Exercises >>
A – Translate this sentence from the software best-practice text into German: "GUIs consume human time, text-based interfaces allow automation."
B – Reproduce the stretch of the software best-practice text from "- Do not cause" through "do not need." with every word and punctuation mark unchanged.
C – Take the software best-practice text further, picking up after its final sentence and keeping its style.

Best practice for writing useful software
Here's what I consider most important for writing programs that save their
users time rather than wasting it. A few of the points are Linux/UNIX specific
but most are not.
Good utility programs:
- Be aware of the outside world. Do not duplicate functionality that other
programs can provide together with yours. Be interoperable, use open
standards.
- Your program may be run by another program rather than a human, so be
tolerant to unusual and pathological input.
- Do not integrate a GUI unless your functionality requires it. GUIs consume
human time, text-based interfaces allow automation. GUI front-ends separated
by documented interfaces are best.
- Do not cause dependency hell by using a popular library if you need
only a small fraction of its features. Try not to depend on any
functionality you do not need.
- Use plain text files with explanatory comments for configuration. XML is
harder to read for both humans and programs, and is only needed for
arbitrarily deep tree structures.
- Include test programs in the distribution if you have them. They can help
diagnose problems.
Good documentation:
- Include a manual page. It's time-consuming to find out which of the other
documentation formats you favoured.
- Explain all acronyms and technical terms that may be unfamiliar to new
users, foreigners, non-native speakers and people with a different
background.

Record extracts >>
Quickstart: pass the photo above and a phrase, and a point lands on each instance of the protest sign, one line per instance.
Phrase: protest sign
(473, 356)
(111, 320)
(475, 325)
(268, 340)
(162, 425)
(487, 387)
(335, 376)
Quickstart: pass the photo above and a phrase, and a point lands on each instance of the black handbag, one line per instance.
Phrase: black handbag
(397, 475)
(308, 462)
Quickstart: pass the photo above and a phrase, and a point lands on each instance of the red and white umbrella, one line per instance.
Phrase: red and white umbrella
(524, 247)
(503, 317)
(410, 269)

Answers to the exercises >>
A – GUIs verbrauchen menschliche Zeit, textbasierte Schnittstellen ermöglichen Automatisierung.

B –
- Do not cause dependency hell by using a popular library if you need
only a small fraction of its features. Try not to depend on any
functionality you do not need.

C –
- One does not read documentation through sequentially in full, so repeat
points that touch multiple issues.
- When referring to something verbally, insert hyperlinks (or page/section
references if the document format does not support them).
- Self-referential explanations ("fooblarg - blargs the foo") are useless.
- It's OK to deprecate something. But if you don't document its replacement,
don't expect people to stop using it.
- If specifying the behaviour of your program involves many nested
conditionals, consider modifying the program.
Good error diagnostics:
- Provide information about the specific occurrence of the error, not just
the type of error.
- Describe what went wrong at the level at which the user interacts with the
program, not in terms of program internals.
- Try to educate the user on how to avoid similar errors in the future, by
pointing out what she did wrong and by referencing documentation.
- Diagnostic algorithms belong in the program, not in the documentation.